DATA FOR THIS TASK:
'''

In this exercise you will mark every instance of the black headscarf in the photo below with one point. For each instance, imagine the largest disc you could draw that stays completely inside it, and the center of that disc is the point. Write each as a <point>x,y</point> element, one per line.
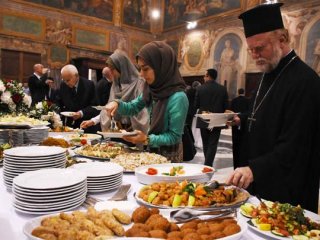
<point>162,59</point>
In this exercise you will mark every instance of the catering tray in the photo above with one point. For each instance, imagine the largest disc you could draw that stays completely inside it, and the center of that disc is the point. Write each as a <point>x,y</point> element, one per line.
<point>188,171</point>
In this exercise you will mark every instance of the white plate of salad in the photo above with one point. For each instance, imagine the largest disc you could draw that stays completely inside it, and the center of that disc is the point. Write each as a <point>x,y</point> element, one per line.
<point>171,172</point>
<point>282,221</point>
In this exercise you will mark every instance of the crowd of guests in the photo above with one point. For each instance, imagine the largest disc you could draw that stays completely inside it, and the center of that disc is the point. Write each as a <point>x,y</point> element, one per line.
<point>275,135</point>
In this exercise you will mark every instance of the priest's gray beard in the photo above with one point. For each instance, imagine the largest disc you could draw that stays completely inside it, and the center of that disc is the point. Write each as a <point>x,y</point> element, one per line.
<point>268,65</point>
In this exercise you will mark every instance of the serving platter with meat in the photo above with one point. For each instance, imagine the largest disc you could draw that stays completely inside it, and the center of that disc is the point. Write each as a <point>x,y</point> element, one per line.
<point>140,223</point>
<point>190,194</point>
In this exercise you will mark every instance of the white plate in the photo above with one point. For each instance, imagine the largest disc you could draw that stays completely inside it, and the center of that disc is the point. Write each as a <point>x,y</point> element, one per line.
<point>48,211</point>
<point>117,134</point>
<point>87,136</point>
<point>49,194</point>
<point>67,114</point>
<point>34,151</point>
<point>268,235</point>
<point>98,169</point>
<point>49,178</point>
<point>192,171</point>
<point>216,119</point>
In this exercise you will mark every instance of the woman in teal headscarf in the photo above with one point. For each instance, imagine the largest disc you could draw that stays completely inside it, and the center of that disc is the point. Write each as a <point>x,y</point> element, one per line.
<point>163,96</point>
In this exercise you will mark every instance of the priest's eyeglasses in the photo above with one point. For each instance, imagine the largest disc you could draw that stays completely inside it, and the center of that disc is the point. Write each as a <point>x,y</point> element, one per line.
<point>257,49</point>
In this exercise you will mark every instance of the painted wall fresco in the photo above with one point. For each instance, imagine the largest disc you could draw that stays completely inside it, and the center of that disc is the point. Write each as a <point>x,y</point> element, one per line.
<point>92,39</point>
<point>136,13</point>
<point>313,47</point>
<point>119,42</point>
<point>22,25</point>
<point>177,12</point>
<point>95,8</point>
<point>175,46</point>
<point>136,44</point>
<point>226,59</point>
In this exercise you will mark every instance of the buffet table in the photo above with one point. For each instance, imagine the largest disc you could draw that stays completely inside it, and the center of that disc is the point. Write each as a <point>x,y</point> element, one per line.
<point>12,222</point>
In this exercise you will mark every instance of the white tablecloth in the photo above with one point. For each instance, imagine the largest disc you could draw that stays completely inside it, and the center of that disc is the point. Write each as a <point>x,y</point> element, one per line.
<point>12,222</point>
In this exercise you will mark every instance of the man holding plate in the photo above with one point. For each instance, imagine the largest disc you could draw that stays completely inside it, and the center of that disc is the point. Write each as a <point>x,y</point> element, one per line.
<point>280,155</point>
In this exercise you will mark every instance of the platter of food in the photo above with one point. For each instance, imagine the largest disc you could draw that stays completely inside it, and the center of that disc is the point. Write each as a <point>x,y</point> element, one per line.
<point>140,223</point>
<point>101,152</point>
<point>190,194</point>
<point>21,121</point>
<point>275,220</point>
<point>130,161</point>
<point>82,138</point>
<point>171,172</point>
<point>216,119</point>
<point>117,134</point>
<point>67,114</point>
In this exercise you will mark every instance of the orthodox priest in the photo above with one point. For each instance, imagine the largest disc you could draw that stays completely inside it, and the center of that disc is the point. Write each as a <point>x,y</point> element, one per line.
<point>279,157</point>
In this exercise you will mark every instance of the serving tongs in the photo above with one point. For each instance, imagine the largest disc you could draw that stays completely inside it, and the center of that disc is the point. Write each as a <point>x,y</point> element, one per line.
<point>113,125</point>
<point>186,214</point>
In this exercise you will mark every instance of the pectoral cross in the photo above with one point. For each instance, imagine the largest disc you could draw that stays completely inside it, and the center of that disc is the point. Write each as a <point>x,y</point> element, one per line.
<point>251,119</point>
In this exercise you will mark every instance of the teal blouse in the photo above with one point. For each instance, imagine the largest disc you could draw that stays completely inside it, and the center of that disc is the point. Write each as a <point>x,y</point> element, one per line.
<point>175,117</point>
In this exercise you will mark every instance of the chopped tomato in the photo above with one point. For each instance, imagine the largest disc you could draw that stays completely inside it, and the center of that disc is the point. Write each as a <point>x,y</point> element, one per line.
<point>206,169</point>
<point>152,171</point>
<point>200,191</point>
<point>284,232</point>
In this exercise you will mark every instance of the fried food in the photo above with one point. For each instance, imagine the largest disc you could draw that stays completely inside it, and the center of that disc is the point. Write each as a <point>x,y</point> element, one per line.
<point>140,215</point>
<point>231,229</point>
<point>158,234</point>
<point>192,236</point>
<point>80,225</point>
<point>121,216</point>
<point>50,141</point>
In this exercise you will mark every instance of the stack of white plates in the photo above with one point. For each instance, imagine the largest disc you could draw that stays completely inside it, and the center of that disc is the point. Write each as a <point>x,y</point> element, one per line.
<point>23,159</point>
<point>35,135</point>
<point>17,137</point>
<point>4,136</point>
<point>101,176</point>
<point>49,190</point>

'''

TASK BRIEF: Pictures stay out; copy every entry above exactly.

RESULT:
In this exercise you will mark every instance of the black headscarf in the photo below with one point. For each instance, imagine the largest disc you could draw that stays completely inside it, and the center of that disc is the point. Write each as a <point>x,y</point> element, one per line.
<point>162,59</point>
In this exercise you will mark every instance of the catering tray in the photo above with one point. For each instance, imagine the largest disc you could draw that stays completely inside it, and the center of that disc is the point. Write each as a <point>x,y</point> element, one per line.
<point>188,171</point>
In this exercise you will mark every instance of the white plate of salad in the photo above with one point. For each instance, imagine the largest disc you could draw that stays completely inside it, and the center of that disc is the point. Write each as a <point>x,y</point> element, one per line.
<point>171,172</point>
<point>282,221</point>
In this exercise you will mark every instance of the crowd of guests in the photo above with one point. For each instance, imagine the largest disc you could draw that stays completely inside it, and the center of that disc is the point. Write each as a <point>x,y</point> element, one per line.
<point>275,135</point>
In this exercise you will mark every instance of the priest's gray beard in the photo above with one point. For each instance, imagine the largest disc you could draw that stays completely inside it, and the center of that disc is the point. Write each as a <point>x,y</point> element, one per line.
<point>268,65</point>
In this exercise you will mark every instance of the serving platter with meat in the photo above with one point. For each instance, imagine the largest disc you could draw that stays completely inside it, and the center of that disc is the point. Write each as a <point>x,y</point> element, one per line.
<point>140,223</point>
<point>190,194</point>
In this exercise you will mark every instance of the white plate in the photo above with one point. For each instance, imagine the largest disc you could draw that stays completely inside it, and the center of that disc is the point. Write each as a <point>x,y</point> element, one per line.
<point>48,211</point>
<point>117,134</point>
<point>87,136</point>
<point>49,194</point>
<point>67,114</point>
<point>34,151</point>
<point>268,235</point>
<point>98,169</point>
<point>49,178</point>
<point>192,171</point>
<point>216,119</point>
In this exercise you will mark every instance of the woman in teal headscarf in the photo above with one point. For each instance, imagine the largest disc you could draw that stays completely inside it, and the center of that disc is the point. Write each as a <point>x,y</point> element, one per line.
<point>163,96</point>
In this exercise you will mark every instance of the priest's eyeglasses in the photo above with one point. For each instance, imagine the largest disc you could draw that stays completely inside it, and the center of that disc is the point. Write each as a <point>x,y</point> element, one per line.
<point>257,49</point>
In this exercise you will mark every instance of the painted wall fresco in the photo above with one point. For each instance, imagine the largest disc you could draw that stays completely inside it, and the center of that disc is the point. Write each as a <point>x,y</point> element, one per line.
<point>92,39</point>
<point>136,13</point>
<point>313,47</point>
<point>119,42</point>
<point>22,25</point>
<point>177,12</point>
<point>95,8</point>
<point>175,46</point>
<point>136,44</point>
<point>226,59</point>
In this exercise you will mark every instance of the buffet table in the photo above with one point. For each instance, imagine the largest disc you could draw that stays completely inside it, and the center of that disc is the point. Write each as a <point>x,y</point> element, one per line.
<point>12,222</point>
In this exercise you will mark every instance of the white tablecloth in the photo above with one point. For each instance, imagine the largest disc you could draw that stays completely inside it, and the center of that disc is the point. Write each as a <point>x,y</point> element, one per line.
<point>12,222</point>
In this exercise you will mark every instance of the man holding plate in the photo above with one point. For each instance, imagine the largest disc you could draw that stays completely inside it, and the center of that disc is the point. Write each as a <point>x,y</point> element, one per line.
<point>280,155</point>
In this exercise you will mark every instance of the platter of food in the photo above with one point. For each instance, imagine the largest disc you could draw that stays completely inside it, and the center of that disc is the point. Write each as a <point>x,y</point> element, one per line.
<point>140,223</point>
<point>101,152</point>
<point>190,194</point>
<point>21,121</point>
<point>275,220</point>
<point>130,161</point>
<point>82,138</point>
<point>171,172</point>
<point>216,119</point>
<point>117,134</point>
<point>67,114</point>
In this exercise you will mark every instance of the orthodox priest in the photo above with one point. For each instance, imagine the largest disc you could draw that stays completely inside it, and the center of that disc is the point. Write each as a <point>x,y</point> element, one per line.
<point>279,157</point>
In this exercise you will mark every instance of the serving tongs in the photo above with one point. For each instance, imagine the largest disc you could draw that stays completely inside it, and the center of that disc is the point. Write each as a <point>x,y</point> element, one per line.
<point>113,125</point>
<point>186,214</point>
In this exercise you will mark every instance of the pectoral cross in the photo above with one point. For each instance, imagine the largest disc you could draw that stays completely inside it, and the center of that disc is the point. Write each as a <point>x,y</point> element, one per line.
<point>251,119</point>
In this exercise you will mark every instance of the teal blouse in the photo above with one point. For each instance, imagine the largest disc you could draw that stays completely inside it, and the center of that disc is the point. Write each as a <point>x,y</point> element, one per line.
<point>175,117</point>
In this exercise you will mark every instance of the chopped tomato in the photo above with one point. For each instance, imagine the largest disc you could draw that stays completely inside it, and the center of that disc is the point. Write each as a <point>x,y</point> element, one per line.
<point>206,169</point>
<point>152,171</point>
<point>200,191</point>
<point>284,232</point>
In this exercise you will mark every instance of the fried food in the photo above with one point. For each instance, imagine the largest disc you could draw that stays completely inside it, and the center of that disc is the point. Write each as a <point>x,y</point> element, one per line.
<point>140,215</point>
<point>231,229</point>
<point>158,234</point>
<point>192,236</point>
<point>80,225</point>
<point>121,216</point>
<point>50,141</point>
In this exercise you will mark every instance of the stack of white plates in the photo above with one point. For each instance, imagine the largest disc you could draw that stays completely inside it, and the center of that disc is the point. Write each as a <point>x,y</point> element, one per line.
<point>23,159</point>
<point>35,135</point>
<point>17,137</point>
<point>4,136</point>
<point>101,176</point>
<point>49,190</point>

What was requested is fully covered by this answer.